DOCUMENT EXTRACT below:
After my last post, I had a little window which was about a day, maybe 2 then the insomnia was full on again. The dizziness and nausea were back along with it. If only I could crack the insomnia life would be much better, or maybe I am putting too much on it and life would be no different! A couple of weeks back I bought some night nurse, its for flu symptoms and had an anti histamine, decongestant and paracetamol. I remember having it many years ago and it knocked me out so in desperation I bought a bottle. I didn't touch it for days because I was scared in case of reaction but eventually took a quarter dose. It didnt help with anything until the next morning when I became hungover and slept for 3 hours! All next day was fuzzy and hungover so I haven't tried it since. The dizziness got better though so maybe it was in my ears after all, I also did some exercises that help clear the eustachion tubes and something worked because it has been much better since. Still very little sleep though and I dont know how long I can go on like this.
End of DOCUMENT EXTRACT.
DATASET ENTRIES below:
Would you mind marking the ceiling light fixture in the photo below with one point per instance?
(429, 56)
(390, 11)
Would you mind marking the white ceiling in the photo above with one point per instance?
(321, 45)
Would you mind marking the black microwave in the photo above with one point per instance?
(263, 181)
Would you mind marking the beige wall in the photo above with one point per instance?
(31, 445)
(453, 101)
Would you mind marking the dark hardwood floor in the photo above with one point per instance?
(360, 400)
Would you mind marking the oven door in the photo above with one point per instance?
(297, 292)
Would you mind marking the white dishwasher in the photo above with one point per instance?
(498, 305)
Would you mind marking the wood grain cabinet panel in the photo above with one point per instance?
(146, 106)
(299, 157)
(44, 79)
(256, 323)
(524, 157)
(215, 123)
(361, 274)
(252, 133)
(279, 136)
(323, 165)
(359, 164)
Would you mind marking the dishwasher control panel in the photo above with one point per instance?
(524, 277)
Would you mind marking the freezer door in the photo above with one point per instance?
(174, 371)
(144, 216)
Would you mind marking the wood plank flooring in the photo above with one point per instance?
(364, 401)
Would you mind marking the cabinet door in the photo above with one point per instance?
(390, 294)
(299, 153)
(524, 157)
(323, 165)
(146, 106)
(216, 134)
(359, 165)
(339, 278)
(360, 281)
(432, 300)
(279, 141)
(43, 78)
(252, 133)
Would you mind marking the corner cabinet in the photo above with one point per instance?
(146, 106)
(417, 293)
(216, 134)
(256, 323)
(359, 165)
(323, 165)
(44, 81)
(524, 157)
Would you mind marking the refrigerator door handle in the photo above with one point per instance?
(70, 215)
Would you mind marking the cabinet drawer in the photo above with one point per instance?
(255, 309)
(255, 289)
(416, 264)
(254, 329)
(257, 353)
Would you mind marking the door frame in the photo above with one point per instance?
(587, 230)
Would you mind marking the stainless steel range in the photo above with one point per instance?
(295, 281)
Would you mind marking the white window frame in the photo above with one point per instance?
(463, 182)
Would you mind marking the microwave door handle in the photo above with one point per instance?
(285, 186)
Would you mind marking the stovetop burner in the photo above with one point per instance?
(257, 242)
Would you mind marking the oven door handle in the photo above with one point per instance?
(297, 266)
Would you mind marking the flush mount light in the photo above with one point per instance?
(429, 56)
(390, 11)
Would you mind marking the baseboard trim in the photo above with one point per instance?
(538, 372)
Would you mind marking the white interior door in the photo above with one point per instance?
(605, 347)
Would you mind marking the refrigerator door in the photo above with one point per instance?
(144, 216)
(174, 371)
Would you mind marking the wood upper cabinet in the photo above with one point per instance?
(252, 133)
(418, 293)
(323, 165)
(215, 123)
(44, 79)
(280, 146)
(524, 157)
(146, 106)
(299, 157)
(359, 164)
End of DATASET ENTRIES.
> **EXERCISES TO COMPLETE**
a - Rewrite the paragraph of the insomnia post that begins "After my last post" as a short bulleted list that keeps its main facts.
b - In the insomnia post, how much of the Night Nurse did the writer end up taking?
c - Carry on the insomnia post from its final sentence.

> **ANSWERS TO EACH TASK**
a -
- After the last post, a break of a day or two, then full insomnia returned along with dizziness and nausea.
- A couple of weeks earlier, bought Night Nurse, a flu remedy with an antihistamine, a decongestant and paracetamol, remembered from years ago as knocking them out.
- Waited days out of fear of a reaction, then took a quarter dose.
- It did nothing that night. The next morning brought a hangover and 3 hours of sleep, and the whole day was fuzzy, so it hasn't been tried again.
- The dizziness improved, perhaps because it was ear-related. Exercises for clearing the eustachian tubes seemed to help.
- Sleep is still very scarce, and it is unclear how long this can go on.

b - A quarter dose.

c -
I went for my appointment with the consultant and decided to go for the knee op after he showed me my x rays and explained everything again. I then had my pre op assessment straight after I saw him, and got my date for 15 June. When I got home I was exhausted and in pain everywhere so started to doubt my decision.
He doesn't have my records so doesn't know that my spine is also arthritic, neck, shoulders, hands and feet too.I still feel ok in my head which is great, but completely exhausted and in pain most of the time. My son and grandaughter have been with me this weekend and we went out for lunch yesterday. I couldn't settle last night for the pain and have been tired and sore all day today. I had all these plans for when I was off the drugs. Right now I dont feel much withdrawal, but feel physically ill. Utterly exhausted and in pain. When I was at the hospital I had my pre op checks and the nurse said that I was very fit and healthy because of the check boxes for diabetes, asthma etc were clear and ecg, bp tests were normal. I should feel better but feel like I'm overwhelmed. I keep thinking that I dont know why it is like this but really I do. 22 years of polydrugging cant be undone just like that, it;s going to take a long time and being off the effexor is the start. Then there is still the tramadol, just a low dose but we all know that even low doses are detrimental.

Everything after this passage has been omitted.